• **Task**: Copy out the part that opens with the line containing "padding in the photo above." and closes with the line containing "yellow hula hoop in the photo above.", changing "dropping" to "placing" and leaving the rest of those lines unchanged.

+-------+

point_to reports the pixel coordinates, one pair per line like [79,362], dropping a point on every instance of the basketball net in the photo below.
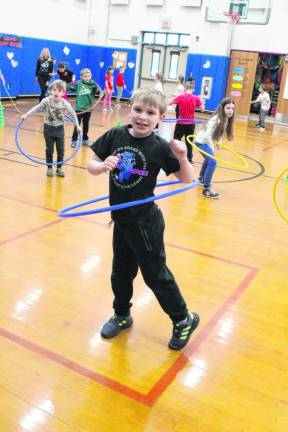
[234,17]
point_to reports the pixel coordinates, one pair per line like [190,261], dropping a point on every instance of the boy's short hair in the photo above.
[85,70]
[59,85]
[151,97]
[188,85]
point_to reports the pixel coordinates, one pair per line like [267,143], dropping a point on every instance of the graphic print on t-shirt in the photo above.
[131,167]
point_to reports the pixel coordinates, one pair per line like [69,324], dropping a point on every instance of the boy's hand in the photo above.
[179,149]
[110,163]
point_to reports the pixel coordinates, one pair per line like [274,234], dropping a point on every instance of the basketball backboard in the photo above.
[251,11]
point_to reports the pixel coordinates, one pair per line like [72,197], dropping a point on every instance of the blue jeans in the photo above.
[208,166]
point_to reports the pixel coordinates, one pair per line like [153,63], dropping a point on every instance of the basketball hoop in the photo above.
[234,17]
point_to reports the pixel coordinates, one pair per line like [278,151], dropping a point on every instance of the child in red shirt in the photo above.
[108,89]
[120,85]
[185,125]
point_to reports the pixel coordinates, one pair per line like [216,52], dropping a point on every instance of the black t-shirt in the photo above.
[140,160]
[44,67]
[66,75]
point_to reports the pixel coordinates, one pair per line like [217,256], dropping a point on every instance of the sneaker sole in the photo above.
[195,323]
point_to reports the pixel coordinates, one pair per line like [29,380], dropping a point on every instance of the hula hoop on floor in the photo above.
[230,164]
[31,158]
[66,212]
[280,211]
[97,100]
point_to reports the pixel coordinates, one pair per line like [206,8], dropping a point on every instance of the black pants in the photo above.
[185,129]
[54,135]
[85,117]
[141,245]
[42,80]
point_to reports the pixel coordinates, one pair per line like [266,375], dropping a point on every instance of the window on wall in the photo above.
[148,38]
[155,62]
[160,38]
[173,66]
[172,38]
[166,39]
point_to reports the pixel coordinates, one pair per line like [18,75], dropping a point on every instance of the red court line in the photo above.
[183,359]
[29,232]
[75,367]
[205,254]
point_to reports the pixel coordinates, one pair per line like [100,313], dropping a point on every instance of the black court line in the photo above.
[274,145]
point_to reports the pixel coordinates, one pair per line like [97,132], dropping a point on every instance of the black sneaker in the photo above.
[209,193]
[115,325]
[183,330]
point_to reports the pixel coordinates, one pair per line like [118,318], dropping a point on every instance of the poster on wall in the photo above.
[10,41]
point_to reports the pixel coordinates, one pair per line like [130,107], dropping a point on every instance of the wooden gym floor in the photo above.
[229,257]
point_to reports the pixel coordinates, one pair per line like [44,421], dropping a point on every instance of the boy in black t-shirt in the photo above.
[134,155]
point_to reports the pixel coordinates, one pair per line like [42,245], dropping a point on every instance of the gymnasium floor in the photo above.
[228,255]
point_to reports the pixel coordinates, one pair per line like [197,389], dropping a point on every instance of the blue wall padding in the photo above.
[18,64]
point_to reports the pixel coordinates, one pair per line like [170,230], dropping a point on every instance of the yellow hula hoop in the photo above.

+-------+

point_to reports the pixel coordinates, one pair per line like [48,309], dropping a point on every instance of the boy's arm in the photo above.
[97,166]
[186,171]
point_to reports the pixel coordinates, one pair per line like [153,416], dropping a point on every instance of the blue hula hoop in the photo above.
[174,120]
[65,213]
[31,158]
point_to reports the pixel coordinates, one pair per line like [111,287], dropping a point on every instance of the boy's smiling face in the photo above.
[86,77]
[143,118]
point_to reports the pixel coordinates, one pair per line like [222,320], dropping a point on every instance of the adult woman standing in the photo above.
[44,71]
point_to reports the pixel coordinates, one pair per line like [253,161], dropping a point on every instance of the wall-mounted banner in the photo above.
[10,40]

+-------+

• **Answer for this exercise**:
point_to reports the pixel coordinates, one pair per line like [197,389], placing a point on every instance of the blue wall padding in the photo above.
[18,64]
point_to reports the pixel coordinates, one pair per line like [170,230], placing a point on every instance of the yellow hula hoop in the photo above.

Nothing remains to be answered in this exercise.